• _PERTANYAAN UNTUK DIJAWAB_
(A) Menurut artikel harga minyak, sampai tanggal berapa Jerman memperpanjang lockdown-nya?
(B) Salin bagian artikel harga minyak antara "Selisih (spread) antara" dan "selama liburan Paskah.", termasuk kedua bagian itu, dengan mengganti "bearish" menjadi "lesu".

• _KUTIPAN ARTIKEL_
Kompak! Harga Komoditas Bertumbangan, Apa Pemicunya?

Harga minyak kembali menguat, setelah sehari sebelumnya mengalami pelemahan. Tetapi kenaikan harga minyak cenderung terbatas karena pandemi corona di Eropa yang kembali meningkat sehingga beberapa negara di Eropa kembali menerapkan karantina wilayah (lockdown) dan peningkatan stok minyak mentah AS menahan selera risiko dan meningkatkan kekhawatiran kelebihan pasokan.
Minyak mentah berjangka Brent naik 27 poin atau 0,4% menjadi US$ 61,06 per barel pada perdagangan Rabu pagi waktu setempat, setelah jatuh 5,9% dan mencapai level terendah US$ 60,50 pada hari sebelumnya. Sedangkan West Texas Intermediate (WTI) naik 19 poin atau 0,3% menjadi US$ 57,95 per barel, setelah kehilangan 6,2% dan menyentuh level terendah $ 57,32 pada hari Selasa waktu setempat.
Kedua benchmark minyak dunia tersebut sempat menyentuh level terendah sejak awal Februari pada Selasa kemarin dan kini telah jatuh lebih dari 14% dari level tertinggi baru-baru ini awal bulan ini.
Selisih (spread) antara Brent dan WTI kembali turun, di mana kontrak bulan depan lebih rendah daripada bulan-bulan berikutnya, sebuah tanda bahwa permintaan untuk minyak mentah segera menurun.
"Investor menyesuaikan posisi dari aksi jual tajam hari Selasa, namun sentimen pasar tetap bearish karena meningkatnya kekhawatiran tentang pemulihan permintaan setelah pembatasan pandemi baru di Eropa," kata Kazuhiko Saito, Head of Analyst di broker komoditas Fujitomi Co., dikutip dari Reuters.
Jerman sebagai negara konsumen minyak terbesar Eropa, terpaksa memperpanjang lockdown-nya hingga 18 April mendatang, dan Kanselir Angela Merkel mendesak warganya untuk tinggal di rumah selama lima hari selama liburan Paskah.
Kekhawatiran atas kecepatan pemulihan dari pandemi juga meningkat setelah badan kesehatan AS mengatakan vaksin AstraZeneca Plc. yang dikembangkan bersama Universitas Oxford mungkin memasukkan informasi yang telah kadaluarsa dalam datanya.
Sementara itu, sanksi hak asasi manusia terhadap China yang diberlakukan oleh AS, Eropa, Inggris dan kanada, yang juga mendorong sanksi balasan dari pihak Beijing juga menambah kekhawatiran pasar.

• _ENTRI YANG DITAMPILKAN_
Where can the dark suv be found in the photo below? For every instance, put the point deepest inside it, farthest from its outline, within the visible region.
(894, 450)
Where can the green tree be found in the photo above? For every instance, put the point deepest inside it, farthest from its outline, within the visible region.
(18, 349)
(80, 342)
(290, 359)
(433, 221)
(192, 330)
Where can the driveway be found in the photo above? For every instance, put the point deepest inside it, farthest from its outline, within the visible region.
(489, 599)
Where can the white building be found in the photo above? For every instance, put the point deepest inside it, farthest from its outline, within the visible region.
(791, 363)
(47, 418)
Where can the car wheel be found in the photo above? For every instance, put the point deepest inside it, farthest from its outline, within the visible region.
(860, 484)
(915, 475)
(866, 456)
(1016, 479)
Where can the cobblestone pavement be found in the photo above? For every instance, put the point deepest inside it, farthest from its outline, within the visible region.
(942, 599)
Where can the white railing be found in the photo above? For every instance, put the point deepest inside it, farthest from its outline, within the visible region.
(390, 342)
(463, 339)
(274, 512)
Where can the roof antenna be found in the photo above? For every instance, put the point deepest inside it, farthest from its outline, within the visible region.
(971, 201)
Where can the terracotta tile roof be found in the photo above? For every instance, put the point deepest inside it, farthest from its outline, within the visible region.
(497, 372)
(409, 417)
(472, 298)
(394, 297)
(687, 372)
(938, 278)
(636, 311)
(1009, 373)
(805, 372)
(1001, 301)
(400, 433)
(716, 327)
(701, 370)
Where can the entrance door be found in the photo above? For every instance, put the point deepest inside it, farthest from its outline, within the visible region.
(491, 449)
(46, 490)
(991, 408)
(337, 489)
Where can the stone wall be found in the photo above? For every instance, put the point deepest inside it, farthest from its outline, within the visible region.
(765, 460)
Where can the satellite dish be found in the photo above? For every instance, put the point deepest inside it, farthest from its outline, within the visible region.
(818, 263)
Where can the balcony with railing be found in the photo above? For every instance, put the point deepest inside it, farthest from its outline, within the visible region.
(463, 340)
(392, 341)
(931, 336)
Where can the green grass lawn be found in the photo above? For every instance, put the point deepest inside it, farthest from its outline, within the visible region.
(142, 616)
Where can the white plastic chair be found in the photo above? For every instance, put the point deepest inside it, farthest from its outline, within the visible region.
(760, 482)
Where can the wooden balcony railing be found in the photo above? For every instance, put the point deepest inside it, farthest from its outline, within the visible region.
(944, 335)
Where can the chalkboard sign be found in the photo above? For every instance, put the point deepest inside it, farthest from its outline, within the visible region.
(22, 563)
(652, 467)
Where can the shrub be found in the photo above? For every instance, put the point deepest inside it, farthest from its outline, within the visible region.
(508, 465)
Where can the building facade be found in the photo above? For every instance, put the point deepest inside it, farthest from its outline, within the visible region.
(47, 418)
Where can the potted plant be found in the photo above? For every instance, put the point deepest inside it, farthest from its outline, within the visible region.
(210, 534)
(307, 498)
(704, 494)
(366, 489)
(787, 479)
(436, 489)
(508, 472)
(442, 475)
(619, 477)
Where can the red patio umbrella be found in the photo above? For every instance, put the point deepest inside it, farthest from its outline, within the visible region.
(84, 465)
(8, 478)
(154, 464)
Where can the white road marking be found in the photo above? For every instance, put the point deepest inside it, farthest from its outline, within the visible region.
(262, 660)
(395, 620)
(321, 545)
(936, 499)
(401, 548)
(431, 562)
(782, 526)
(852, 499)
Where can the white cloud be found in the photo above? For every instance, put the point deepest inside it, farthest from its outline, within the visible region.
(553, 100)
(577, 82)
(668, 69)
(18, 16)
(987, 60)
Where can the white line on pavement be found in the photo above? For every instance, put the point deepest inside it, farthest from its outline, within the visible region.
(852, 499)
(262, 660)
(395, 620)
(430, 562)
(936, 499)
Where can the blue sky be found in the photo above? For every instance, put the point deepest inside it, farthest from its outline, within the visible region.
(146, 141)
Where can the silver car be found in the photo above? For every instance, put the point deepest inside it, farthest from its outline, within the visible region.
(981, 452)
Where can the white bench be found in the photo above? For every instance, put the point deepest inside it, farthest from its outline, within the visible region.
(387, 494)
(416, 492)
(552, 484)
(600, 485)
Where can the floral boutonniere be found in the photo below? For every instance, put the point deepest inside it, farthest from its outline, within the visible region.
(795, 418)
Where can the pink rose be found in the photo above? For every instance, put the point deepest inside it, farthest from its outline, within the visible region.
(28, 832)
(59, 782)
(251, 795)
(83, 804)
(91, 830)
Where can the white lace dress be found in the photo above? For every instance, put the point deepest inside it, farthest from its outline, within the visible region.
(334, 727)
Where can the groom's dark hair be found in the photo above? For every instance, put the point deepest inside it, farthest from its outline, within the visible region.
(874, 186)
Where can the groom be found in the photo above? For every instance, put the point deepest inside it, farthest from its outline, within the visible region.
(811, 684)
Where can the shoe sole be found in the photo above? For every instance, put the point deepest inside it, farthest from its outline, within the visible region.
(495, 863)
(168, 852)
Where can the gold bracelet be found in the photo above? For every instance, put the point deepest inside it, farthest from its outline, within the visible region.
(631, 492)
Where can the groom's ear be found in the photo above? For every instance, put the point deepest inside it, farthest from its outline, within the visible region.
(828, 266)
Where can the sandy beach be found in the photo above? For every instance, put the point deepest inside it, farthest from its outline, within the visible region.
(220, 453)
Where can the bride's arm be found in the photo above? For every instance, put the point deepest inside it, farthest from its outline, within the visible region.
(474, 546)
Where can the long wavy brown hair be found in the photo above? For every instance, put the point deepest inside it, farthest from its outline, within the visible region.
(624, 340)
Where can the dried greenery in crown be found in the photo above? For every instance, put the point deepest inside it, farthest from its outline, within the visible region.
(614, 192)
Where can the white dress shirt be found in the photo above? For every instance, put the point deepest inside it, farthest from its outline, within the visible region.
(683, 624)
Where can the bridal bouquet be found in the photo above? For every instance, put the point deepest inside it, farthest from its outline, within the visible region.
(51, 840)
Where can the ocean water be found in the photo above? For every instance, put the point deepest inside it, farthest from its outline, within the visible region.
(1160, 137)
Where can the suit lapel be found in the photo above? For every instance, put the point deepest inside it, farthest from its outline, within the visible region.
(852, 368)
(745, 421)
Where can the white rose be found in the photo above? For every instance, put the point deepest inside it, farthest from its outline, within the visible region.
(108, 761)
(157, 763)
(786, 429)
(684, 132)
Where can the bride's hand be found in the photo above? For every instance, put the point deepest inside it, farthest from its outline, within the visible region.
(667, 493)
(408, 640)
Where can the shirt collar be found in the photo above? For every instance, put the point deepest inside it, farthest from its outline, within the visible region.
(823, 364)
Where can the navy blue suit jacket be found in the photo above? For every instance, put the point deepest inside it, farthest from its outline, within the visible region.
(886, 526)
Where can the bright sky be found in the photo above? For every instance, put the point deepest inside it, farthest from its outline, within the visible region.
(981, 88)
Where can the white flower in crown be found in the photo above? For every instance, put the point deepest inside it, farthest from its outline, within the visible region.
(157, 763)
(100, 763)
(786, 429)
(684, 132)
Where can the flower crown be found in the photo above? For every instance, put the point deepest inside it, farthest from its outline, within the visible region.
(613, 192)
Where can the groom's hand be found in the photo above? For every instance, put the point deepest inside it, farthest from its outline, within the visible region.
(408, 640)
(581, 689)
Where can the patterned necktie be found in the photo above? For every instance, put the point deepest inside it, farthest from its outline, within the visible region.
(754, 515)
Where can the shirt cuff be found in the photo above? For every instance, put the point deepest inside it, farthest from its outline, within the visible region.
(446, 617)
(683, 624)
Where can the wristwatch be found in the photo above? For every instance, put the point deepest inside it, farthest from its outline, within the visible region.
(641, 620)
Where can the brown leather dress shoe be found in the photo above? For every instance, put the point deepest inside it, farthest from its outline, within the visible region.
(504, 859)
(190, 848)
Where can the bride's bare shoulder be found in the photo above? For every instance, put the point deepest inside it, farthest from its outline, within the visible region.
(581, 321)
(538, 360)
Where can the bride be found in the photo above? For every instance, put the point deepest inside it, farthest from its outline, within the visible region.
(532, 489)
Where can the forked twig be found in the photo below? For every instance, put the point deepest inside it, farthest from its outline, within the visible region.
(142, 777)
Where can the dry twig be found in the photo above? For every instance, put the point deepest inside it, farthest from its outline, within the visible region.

• _JAWABAN PER NOMOR_
(A) Hingga 18 April mendatang.

(B)
Selisih (spread) antara Brent dan WTI kembali turun, di mana kontrak bulan depan lebih rendah daripada bulan-bulan berikutnya, sebuah tanda bahwa permintaan untuk minyak mentah segera menurun.
"Investor menyesuaikan posisi dari aksi jual tajam hari Selasa, namun sentimen pasar tetap lesu karena meningkatnya kekhawatiran tentang pemulihan permintaan setelah pembatasan pandemi baru di Eropa," kata Kazuhiko Saito, Head of Analyst di broker komoditas Fujitomi Co., dikutip dari Reuters.
Jerman sebagai negara konsumen minyak terbesar Eropa, terpaksa memperpanjang lockdown-nya hingga 18 April mendatang, dan Kanselir Angela Merkel mendesak warganya untuk tinggal di rumah selama lima hari selama liburan Paskah.